### WHAT THIS TASK INVOLVES
Please pick out every line in the records below that contains the word "hockey" and copy each of those lines.

-- begin RECORD LIST --

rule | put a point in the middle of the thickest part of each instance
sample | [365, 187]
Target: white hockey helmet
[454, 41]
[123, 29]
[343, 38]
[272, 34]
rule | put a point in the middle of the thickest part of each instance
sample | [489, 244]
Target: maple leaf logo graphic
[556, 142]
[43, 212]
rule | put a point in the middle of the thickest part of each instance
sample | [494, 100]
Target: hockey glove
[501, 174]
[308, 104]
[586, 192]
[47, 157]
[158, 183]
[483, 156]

-- end RECORD LIST --
-- begin RECORD LIST --

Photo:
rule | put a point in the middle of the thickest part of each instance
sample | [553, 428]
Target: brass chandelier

-- end RECORD LIST --
-- begin RECORD LIST --

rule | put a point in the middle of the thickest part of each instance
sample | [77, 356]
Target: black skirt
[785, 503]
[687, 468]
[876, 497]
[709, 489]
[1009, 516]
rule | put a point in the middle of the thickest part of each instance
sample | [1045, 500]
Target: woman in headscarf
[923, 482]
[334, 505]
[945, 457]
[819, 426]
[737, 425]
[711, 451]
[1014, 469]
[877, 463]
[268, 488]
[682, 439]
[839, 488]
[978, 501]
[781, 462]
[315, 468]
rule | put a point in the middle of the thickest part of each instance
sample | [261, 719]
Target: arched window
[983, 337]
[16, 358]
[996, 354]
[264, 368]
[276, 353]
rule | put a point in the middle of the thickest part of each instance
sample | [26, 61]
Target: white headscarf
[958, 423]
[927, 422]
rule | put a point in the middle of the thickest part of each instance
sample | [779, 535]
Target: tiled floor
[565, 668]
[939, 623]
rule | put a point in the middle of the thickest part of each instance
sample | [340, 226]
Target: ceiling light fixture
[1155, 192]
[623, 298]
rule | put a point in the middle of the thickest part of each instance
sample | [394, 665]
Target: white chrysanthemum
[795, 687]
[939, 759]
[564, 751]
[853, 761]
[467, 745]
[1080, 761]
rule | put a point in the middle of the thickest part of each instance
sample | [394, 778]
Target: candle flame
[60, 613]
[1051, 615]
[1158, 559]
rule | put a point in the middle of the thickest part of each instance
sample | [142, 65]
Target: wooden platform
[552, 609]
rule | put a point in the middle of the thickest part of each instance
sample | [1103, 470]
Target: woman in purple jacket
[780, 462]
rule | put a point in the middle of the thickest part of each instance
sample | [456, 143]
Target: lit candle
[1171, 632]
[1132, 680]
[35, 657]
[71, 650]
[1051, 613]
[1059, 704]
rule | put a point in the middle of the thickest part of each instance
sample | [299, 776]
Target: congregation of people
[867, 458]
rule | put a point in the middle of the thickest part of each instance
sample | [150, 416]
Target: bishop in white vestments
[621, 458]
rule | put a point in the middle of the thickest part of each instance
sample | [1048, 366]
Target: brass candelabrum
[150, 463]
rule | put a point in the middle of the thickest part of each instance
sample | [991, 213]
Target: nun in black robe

-- end RECORD LIST --

### TASK OUTPUT
Target: white hockey helmet
Target: hockey glove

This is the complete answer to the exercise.